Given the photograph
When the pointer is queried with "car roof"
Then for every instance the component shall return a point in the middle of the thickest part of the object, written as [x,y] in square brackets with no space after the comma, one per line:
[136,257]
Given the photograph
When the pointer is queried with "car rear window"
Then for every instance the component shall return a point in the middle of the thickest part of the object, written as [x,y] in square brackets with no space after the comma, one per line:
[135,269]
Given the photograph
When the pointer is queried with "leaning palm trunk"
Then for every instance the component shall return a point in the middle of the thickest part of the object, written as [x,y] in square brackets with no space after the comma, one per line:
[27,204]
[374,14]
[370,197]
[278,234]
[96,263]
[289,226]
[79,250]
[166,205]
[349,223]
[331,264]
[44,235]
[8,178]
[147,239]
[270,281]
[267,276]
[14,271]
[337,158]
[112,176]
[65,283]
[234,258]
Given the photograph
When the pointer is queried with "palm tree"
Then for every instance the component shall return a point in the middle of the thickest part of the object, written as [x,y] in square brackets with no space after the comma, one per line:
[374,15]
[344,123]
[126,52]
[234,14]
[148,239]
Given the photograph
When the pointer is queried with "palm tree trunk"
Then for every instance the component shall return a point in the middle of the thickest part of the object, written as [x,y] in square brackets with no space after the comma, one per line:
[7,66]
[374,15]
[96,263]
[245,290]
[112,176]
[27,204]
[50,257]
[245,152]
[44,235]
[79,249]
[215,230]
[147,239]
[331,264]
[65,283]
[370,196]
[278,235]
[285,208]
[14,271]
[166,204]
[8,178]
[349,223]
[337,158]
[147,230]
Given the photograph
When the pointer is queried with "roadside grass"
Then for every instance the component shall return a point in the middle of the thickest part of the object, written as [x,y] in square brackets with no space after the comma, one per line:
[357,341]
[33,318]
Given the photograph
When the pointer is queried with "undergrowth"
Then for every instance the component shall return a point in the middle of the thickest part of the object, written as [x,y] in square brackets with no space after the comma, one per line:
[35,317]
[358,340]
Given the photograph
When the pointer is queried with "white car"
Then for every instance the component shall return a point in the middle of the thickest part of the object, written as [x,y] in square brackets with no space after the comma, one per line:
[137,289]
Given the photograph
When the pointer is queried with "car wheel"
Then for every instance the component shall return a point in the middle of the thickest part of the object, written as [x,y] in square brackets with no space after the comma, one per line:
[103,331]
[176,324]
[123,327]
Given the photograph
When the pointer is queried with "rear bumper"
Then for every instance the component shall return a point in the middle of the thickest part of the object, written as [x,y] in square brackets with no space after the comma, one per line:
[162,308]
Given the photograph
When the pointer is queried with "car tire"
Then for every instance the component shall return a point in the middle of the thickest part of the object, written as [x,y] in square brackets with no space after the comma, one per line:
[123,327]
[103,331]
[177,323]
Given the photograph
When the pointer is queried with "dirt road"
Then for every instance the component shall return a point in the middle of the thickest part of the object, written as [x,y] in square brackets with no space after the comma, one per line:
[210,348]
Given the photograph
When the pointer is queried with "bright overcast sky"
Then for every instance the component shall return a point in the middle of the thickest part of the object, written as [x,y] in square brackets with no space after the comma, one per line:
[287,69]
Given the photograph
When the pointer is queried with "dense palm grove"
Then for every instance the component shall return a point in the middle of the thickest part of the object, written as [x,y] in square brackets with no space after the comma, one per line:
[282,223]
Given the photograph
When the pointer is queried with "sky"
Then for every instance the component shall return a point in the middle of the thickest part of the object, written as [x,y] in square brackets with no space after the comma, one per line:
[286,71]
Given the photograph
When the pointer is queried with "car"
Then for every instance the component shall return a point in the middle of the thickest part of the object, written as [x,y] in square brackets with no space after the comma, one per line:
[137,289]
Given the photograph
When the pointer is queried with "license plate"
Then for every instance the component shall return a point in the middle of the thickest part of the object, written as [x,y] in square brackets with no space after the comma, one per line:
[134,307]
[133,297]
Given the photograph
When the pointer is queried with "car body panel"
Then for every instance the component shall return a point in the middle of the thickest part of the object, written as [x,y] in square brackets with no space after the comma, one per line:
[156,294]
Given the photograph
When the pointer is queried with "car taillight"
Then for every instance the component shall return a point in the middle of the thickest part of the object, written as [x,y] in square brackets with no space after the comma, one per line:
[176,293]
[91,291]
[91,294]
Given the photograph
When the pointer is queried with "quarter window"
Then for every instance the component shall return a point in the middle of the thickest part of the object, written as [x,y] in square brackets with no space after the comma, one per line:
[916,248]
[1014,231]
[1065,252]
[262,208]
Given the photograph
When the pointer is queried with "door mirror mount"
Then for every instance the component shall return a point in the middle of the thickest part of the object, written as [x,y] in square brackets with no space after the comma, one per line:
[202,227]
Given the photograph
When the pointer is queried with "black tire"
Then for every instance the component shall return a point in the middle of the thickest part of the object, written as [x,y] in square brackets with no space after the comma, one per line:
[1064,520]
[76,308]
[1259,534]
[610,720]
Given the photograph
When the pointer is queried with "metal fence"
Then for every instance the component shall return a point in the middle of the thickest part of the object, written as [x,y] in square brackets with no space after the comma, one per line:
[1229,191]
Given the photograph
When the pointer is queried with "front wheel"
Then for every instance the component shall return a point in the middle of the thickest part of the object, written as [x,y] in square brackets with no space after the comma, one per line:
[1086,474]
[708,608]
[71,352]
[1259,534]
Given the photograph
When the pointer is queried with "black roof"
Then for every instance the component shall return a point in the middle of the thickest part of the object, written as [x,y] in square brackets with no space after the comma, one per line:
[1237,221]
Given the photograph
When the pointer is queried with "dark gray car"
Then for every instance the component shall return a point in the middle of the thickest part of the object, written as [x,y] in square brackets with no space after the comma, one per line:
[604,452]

Exercise
Using the data above, repeat every line exactly.

Output for this task
Given the photograph
When the pointer is queried with "car roof"
Then for every instance the component shall return a point in the middle of the thickest part of the object, written as [x,y] in square brackets with no space after the comma, one per line:
[136,257]
Given the photograph
When the pointer is queried with "car rear window"
Then for every instance the component shall return a point in the middle of the thickest part of the object, written as [x,y] in square brackets with no space after the comma, one per line:
[135,269]
Given the photograph
When the pointer is queried with "leaning palm trunk"
Then for every instance the component shall return a point in the middle of the thickest part of the object, written as [x,y] in square brackets with no space after the comma, one per line:
[27,204]
[374,14]
[370,197]
[278,234]
[96,263]
[289,226]
[79,250]
[166,205]
[349,223]
[331,264]
[44,235]
[8,178]
[147,239]
[270,281]
[267,276]
[14,271]
[337,158]
[112,176]
[65,283]
[234,258]
Given the photograph
When the pointer is queried with "palm tree"
Then for every instance the component shall return a point in the middle of the thickest part of the object, written as [x,y] in square brackets with no space after the comma, one per line:
[374,15]
[344,123]
[126,52]
[234,14]
[148,239]
Given the photograph
When the pointer is queried with "palm tree trunk"
Then for every instance the component shall return a point in the middle of the thickest part of the object, written as [x,y] in square brackets with no space after the comma, one per line:
[7,66]
[374,15]
[96,263]
[245,290]
[112,176]
[27,204]
[50,257]
[245,152]
[44,235]
[79,249]
[215,230]
[147,239]
[331,264]
[65,283]
[370,196]
[278,235]
[285,208]
[14,271]
[166,204]
[8,178]
[349,223]
[337,158]
[147,230]
Given the photograph
When the pointer is queried with "roadside grass"
Then for every instance the component shall return a point in the middle of the thickest part of the object, written as [x,y] in square brackets with no space after the comma, one per line:
[357,341]
[33,318]
Given the photograph
When the pointer is queried with "undergrowth"
Then for every instance the component shall return a point in the middle of the thickest part of the object, written as [x,y] in square brackets with no space after the comma, one per line:
[35,317]
[358,340]
Given the photograph
When the pointer is queried with "white car"
Then for every instance the component shall return a point in the middle of the thickest part of the object, written as [x,y] in square brackets with no space after the comma, one per line:
[137,289]
Given the photograph
When the pointer is queried with "car wheel"
Then for every instance the component shall return a point in the middle of the thickest part of the object, written as [x,y] in square brackets with no space after the comma, one per line:
[103,331]
[176,324]
[123,327]
Given the photograph
When the pointer is queried with "rear bumper"
Then for every instance the component shall return a point in the middle of the thickest part of the object, written as [x,y] in square brackets with no space after the comma, one per line:
[162,308]
Given the photograph
When the pointer is queried with "car tire"
Then for every instance the component shall return a point in the middle of the thickest part of the object, written as [x,y] in square brackets with no space after the comma, one per line:
[123,327]
[103,331]
[177,323]
Given the photograph
When the pointer is queried with "dirt road"
Then for every instance the component shall return a point in the middle of the thickest part of the object, written as [x,y] in square brackets with no space after the comma, one per line:
[210,348]
Given the photograph
When the pointer is queried with "bright overcast sky"
Then for every instance the component shall return a point in the middle of the thickest part of the object, written as [x,y] in square brackets with no space after the comma, one per line:
[287,69]
Given the photograph
When the pointer is queried with "dense palm grove"
Then for every instance the component shall return a point in the middle of the thickest part of the object, written as [x,y] in square brackets with no space after the comma, one per line:
[282,223]
Given the photograph
When the pointer is queried with "sky"
Then for every instance the component shall return a point in the middle of the thickest part of the object, written as [x,y] in square brackets with no space after the comma, one per line:
[286,71]
Given the photograph
When the pointer is queried with "car"
Then for every instance the component shall return a point in the middle of the thickest part of the object, written as [x,y] in square brackets with no space after the comma, one per line:
[137,289]
Given the photograph
When the pointer is queried with "license plate"
Then for every instance the component shall return a point in the middle of the thickest part of the object, written as [x,y] in square brackets with no space after the comma, one per line:
[134,307]
[133,297]
Given the photograph
When the pointer is queried with "car body panel"
Then for every instance the component shall return a point in the middle of the thickest part of the object, written as [x,y] in square brackets with no space after the comma, one per line:
[156,294]
Given the photograph
When the pointer is queried with "car taillight"
Then for every instance the component shall return a point in the middle of the thickest part of the object, written as [x,y] in square brackets with no space after the comma, one per line:
[176,293]
[91,291]
[91,294]
Given the photograph
When the pointer is queried with "quarter window"
Then for every instance the component shall return a point in the middle of the thickest part of the object, written as [x,y] in square brackets with no space after the comma, one per line:
[916,248]
[1014,231]
[1065,252]
[262,208]
Given the photograph
When the pointer is queried with "door mirror mount"
Then for every instance the component shall return a point in the middle of the thickest part of the object, written as [x,y] in square brackets with no space after the comma, one per line:
[202,227]
Given the photograph
When the pointer is queried with "black tire"
Then for every instance the component shall return a point in the middle of the thickest part of the object, written as [x,y] in square brackets with no space after the comma, one per line:
[1064,520]
[76,308]
[1259,534]
[610,720]
Given the photograph
When the pointer is queried with "metal fence"
Then for every instance the component shall return a point in the middle of the thickest part of the object, written as [x,y] in square brackets with no space after the comma, one per line:
[1229,191]
Given the photograph
When the pointer is queried with "front wheel"
Then for every instance the component shall return a point in the middle of the thickest part of the object, written as [x,y] in square brackets with no space after the comma, one per line:
[1086,474]
[708,608]
[71,352]
[1259,534]
Given the photograph
When the pointer is queried with "black roof"
Then for every instance the component shall return a point in the middle of the thickest part of the object, written as [x,y] in square brackets with no space after the comma, one per line:
[1237,221]
Given the photograph
When the pointer is queried with "dark gray car"
Then for every instance the component shall return a point in the middle of the thickest part of the object, written as [x,y] in square brackets with no space after the comma, one per line:
[604,452]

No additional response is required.